__What you are asked to do__:
Output the text of the listing below as a JSON list of strings, with one string for each line and no blank lines. Leave out the pictures.
— Begin —
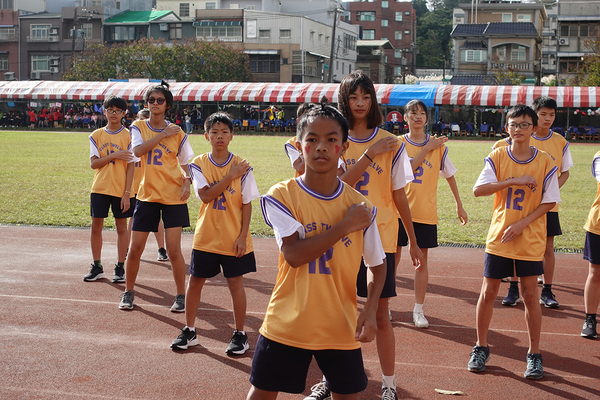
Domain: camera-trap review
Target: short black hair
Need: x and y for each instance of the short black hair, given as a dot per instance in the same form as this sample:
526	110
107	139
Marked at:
221	117
162	88
544	102
115	101
521	110
323	110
— End —
__Correct answer__:
[
  "Domain: camera-trap review",
  "Target: short black hair",
  "Need: x and y for each instance of the short black hair, given as a dot per instance in the same form as this sample:",
  "526\t110",
  "107\t139",
  "Marked at:",
  "221\t117",
  "162\t88",
  "544\t102",
  "115\t101",
  "521\t110",
  "323\t110"
]